▶ Problem statement: Return the records exactly, keeping every line as it is.
-- Opening Marker --
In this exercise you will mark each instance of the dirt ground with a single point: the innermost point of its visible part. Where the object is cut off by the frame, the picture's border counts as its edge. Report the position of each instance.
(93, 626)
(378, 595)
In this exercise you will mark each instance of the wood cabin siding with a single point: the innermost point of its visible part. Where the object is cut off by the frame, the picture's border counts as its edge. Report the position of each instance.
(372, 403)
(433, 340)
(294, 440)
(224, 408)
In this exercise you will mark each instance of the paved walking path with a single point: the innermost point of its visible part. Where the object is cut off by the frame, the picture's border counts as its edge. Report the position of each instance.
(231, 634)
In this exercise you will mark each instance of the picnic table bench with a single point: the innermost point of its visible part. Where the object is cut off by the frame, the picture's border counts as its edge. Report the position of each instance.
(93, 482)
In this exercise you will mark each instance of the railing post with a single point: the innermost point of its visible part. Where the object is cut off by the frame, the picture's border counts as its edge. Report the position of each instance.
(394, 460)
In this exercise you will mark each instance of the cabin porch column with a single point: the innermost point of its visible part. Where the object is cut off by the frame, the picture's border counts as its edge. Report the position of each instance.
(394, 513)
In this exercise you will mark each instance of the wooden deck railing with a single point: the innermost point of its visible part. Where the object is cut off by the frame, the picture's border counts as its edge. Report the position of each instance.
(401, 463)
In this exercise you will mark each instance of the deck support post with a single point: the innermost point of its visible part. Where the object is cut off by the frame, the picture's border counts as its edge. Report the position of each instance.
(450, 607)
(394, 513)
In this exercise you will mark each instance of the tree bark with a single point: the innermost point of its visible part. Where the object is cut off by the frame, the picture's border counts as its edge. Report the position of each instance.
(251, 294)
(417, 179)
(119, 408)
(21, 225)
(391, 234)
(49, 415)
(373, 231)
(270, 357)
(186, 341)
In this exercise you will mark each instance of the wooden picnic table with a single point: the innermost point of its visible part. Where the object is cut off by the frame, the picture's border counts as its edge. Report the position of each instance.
-- Closing Marker --
▶ Exercise output:
In this exercise you will mark each instance of the dirt ground with a single point: the innermost point of its visible part. Where the object is cut off by the frame, the picture's border counts as its edge. Report the position of each instance.
(93, 626)
(378, 595)
In this exercise you will mark each instance of the wood cabin siding with a single point: the innermost point of its visible part. Where the object is cut off by the frame, the picture's border counts as its edge. Report the position of each instance.
(372, 403)
(433, 340)
(294, 440)
(224, 408)
In this exercise you will mark each instance of the paved walking path with a single point: the innermost point of its visible part. Where the object is cut off by the frame, the picture's border counts as its edge. Report the position of each instance.
(231, 634)
In this exercise you will mark each instance of the picnic table bench with a single point: the innermost point of its visible part. Where the object is cut off by the frame, the picture's border counts as its edge. Report the position of each instance.
(93, 482)
In this exercise you will mark each instance of the railing post with a single point: the innermost point of its visible part. Where the object is cut off by the frame, the picture's border counts as its edge. Report the position of each instance.
(394, 460)
In this exercise you will mark each instance of the cabin porch column with a single point: the innermost point of its visible part. Where the object is cut off by the frame, the picture's border counts as its edge. Report the position of each instance.
(394, 513)
In this exercise you will mark each instance of the wooden deck railing with a single point: the innermost point of its visible part. Where the object is cut off by the frame, the picture's border counts as its edge. Report the position of each instance.
(401, 463)
In this exercise you will mark each instance of the deck support post with a single point: the innermost point of its visible part. Where the object is cut off by the frame, the picture's border counts as its edge. Report the position of each instance.
(450, 607)
(394, 513)
In this exercise you will mark each instance of the tree bark with a single point: the innermost point of its visible part. Where the object is cut off by the frame, the picture's border counts as its edge. Report the position of each instance.
(251, 294)
(417, 179)
(119, 408)
(21, 225)
(391, 234)
(49, 415)
(373, 231)
(270, 357)
(186, 341)
In this exercise you will mark each instance of the wooden picnic table with a single point: the innermost point of its visible part. Where the object is cut off by the frame, the picture's border counts as its edge. Report the position of each instance.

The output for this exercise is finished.